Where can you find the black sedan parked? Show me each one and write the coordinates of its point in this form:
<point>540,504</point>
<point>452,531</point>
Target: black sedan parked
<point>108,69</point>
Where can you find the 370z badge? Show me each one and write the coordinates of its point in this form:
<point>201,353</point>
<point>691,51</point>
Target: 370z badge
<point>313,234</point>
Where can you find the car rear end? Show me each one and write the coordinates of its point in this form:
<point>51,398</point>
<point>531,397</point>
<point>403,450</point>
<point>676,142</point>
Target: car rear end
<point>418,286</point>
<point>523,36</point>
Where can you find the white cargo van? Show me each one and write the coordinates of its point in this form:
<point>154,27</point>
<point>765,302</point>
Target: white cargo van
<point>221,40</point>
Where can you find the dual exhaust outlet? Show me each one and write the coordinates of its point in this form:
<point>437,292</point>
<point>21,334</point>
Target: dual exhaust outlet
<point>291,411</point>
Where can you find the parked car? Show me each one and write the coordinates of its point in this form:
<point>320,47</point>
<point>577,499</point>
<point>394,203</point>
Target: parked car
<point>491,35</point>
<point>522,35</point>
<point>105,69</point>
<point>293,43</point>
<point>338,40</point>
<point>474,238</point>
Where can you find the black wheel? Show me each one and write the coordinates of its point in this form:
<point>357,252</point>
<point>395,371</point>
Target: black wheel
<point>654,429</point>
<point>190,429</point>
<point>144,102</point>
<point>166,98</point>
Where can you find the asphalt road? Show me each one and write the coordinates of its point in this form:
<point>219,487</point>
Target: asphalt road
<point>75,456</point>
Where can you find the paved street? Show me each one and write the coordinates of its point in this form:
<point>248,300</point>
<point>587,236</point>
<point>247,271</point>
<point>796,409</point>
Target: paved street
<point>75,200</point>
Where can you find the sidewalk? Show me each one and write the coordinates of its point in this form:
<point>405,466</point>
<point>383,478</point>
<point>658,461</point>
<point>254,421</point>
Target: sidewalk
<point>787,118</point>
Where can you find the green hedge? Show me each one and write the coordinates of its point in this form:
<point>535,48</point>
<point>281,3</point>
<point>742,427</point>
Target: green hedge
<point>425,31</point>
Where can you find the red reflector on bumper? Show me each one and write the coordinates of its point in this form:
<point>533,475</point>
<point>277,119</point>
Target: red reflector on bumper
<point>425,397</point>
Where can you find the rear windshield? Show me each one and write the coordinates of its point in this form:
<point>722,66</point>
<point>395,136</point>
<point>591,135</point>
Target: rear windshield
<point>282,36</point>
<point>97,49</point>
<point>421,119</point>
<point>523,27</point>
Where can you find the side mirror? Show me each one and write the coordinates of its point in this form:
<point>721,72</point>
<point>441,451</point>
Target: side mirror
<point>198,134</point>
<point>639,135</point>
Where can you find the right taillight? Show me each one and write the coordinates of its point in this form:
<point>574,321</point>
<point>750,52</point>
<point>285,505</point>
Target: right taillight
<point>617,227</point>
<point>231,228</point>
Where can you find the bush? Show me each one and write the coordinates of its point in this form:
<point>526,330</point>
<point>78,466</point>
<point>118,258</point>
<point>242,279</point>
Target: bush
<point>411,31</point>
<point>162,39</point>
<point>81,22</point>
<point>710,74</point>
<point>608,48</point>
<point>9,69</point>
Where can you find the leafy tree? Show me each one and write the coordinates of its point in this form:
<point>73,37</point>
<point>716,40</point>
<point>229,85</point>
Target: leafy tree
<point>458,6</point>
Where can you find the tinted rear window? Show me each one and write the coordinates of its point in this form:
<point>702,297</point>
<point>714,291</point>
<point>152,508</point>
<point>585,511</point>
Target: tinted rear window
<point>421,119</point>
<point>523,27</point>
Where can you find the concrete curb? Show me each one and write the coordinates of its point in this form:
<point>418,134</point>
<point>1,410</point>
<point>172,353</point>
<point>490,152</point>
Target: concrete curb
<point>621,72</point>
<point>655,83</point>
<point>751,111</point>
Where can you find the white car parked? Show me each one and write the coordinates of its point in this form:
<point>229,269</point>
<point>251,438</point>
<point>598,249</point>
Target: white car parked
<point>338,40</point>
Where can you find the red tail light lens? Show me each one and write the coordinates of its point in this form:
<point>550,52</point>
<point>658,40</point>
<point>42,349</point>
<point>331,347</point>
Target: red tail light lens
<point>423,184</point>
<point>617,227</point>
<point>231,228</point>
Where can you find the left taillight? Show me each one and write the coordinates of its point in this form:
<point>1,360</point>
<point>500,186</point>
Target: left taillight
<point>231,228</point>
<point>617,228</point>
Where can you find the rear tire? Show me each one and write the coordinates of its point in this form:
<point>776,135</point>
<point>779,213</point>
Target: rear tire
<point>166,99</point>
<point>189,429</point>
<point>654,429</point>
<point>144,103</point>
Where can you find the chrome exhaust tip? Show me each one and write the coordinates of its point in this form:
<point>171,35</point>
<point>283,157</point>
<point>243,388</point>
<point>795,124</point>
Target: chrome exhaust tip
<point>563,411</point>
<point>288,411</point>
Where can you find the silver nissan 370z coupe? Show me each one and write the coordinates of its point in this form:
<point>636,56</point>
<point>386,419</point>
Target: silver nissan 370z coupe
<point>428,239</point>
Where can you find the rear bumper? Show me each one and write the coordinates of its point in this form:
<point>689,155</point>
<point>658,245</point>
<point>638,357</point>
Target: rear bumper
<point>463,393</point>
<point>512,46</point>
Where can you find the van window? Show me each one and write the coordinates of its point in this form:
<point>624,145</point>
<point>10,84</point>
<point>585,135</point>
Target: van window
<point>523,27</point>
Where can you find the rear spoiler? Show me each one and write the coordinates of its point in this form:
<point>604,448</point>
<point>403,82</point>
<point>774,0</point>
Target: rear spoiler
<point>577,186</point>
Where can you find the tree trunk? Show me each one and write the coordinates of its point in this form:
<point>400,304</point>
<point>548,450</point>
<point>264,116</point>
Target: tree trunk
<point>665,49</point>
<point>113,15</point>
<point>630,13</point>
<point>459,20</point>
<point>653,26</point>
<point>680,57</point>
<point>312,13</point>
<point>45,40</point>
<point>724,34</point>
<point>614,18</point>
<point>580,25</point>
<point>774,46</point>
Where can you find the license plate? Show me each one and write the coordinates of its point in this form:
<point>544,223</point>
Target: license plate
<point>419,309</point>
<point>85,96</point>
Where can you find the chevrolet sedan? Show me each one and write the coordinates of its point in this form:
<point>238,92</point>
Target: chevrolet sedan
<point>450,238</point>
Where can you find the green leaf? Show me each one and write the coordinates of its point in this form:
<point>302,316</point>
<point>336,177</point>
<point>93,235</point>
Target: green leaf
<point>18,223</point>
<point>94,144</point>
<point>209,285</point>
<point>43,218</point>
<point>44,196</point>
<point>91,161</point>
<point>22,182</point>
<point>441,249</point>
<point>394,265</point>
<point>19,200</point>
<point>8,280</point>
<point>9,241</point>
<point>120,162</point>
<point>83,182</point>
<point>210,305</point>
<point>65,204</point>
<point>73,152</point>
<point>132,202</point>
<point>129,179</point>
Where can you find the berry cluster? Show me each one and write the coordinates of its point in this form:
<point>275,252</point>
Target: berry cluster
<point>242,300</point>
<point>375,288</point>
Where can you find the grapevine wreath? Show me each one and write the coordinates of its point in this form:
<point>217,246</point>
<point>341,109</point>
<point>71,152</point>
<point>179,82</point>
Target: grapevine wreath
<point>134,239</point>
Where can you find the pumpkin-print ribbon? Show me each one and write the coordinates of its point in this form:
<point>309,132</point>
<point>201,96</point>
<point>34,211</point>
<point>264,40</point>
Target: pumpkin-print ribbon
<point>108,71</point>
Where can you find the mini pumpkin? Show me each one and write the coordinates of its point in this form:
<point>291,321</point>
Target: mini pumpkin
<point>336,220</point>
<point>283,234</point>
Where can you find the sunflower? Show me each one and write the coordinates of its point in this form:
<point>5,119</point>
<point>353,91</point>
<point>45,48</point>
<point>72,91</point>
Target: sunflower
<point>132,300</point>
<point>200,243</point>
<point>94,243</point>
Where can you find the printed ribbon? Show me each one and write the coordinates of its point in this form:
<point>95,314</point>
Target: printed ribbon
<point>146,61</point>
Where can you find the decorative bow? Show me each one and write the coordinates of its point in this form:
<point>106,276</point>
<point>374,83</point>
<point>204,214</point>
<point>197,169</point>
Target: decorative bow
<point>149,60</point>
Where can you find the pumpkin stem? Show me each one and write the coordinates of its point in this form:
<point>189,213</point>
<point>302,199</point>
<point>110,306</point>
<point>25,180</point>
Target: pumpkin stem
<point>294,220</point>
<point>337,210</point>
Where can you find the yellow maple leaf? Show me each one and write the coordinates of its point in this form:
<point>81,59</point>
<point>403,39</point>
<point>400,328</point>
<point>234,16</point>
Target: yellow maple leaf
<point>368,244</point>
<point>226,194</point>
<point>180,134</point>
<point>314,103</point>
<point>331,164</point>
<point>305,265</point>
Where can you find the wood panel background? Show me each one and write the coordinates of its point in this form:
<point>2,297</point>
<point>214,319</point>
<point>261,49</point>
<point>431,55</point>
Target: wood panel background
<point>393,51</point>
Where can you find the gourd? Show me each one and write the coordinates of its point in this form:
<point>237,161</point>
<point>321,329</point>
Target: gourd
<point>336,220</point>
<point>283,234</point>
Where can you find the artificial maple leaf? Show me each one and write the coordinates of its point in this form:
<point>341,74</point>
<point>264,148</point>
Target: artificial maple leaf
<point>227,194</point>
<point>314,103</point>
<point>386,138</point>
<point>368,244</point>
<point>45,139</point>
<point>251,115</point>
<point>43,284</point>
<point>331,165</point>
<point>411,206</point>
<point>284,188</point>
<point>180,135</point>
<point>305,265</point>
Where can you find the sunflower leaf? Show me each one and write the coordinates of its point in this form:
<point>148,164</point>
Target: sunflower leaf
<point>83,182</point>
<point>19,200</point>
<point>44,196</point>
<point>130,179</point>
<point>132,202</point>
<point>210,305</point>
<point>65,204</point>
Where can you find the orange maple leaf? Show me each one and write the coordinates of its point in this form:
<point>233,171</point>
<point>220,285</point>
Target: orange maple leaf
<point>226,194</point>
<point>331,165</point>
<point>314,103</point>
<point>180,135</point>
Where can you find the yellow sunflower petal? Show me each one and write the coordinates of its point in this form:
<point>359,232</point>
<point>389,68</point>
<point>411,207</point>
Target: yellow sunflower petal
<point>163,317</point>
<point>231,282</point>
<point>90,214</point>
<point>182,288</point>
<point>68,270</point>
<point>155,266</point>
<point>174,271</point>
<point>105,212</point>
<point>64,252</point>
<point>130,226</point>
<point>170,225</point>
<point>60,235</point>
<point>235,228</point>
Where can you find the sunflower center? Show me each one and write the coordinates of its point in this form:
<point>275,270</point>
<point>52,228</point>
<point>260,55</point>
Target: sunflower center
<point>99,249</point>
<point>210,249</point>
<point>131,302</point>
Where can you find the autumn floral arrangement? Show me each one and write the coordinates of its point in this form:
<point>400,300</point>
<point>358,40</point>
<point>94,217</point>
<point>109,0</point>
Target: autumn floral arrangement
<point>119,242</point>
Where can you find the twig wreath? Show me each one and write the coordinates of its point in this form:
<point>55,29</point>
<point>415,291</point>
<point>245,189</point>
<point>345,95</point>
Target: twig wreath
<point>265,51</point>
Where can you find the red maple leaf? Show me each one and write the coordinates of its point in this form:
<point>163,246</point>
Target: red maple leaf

* * * * * * *

_The task:_
Start with the line above that contains "<point>341,74</point>" and end with the line that contains "<point>148,164</point>". Write out those lines exactly, and only those.

_Answer area:_
<point>341,74</point>
<point>264,148</point>
Target: artificial maple leaf
<point>227,194</point>
<point>314,103</point>
<point>386,138</point>
<point>368,244</point>
<point>45,139</point>
<point>251,115</point>
<point>43,284</point>
<point>331,165</point>
<point>411,206</point>
<point>284,188</point>
<point>180,135</point>
<point>305,265</point>
Where can you find the sunflower leaf? Show me each one and write the coordinates of its point in this form:
<point>148,164</point>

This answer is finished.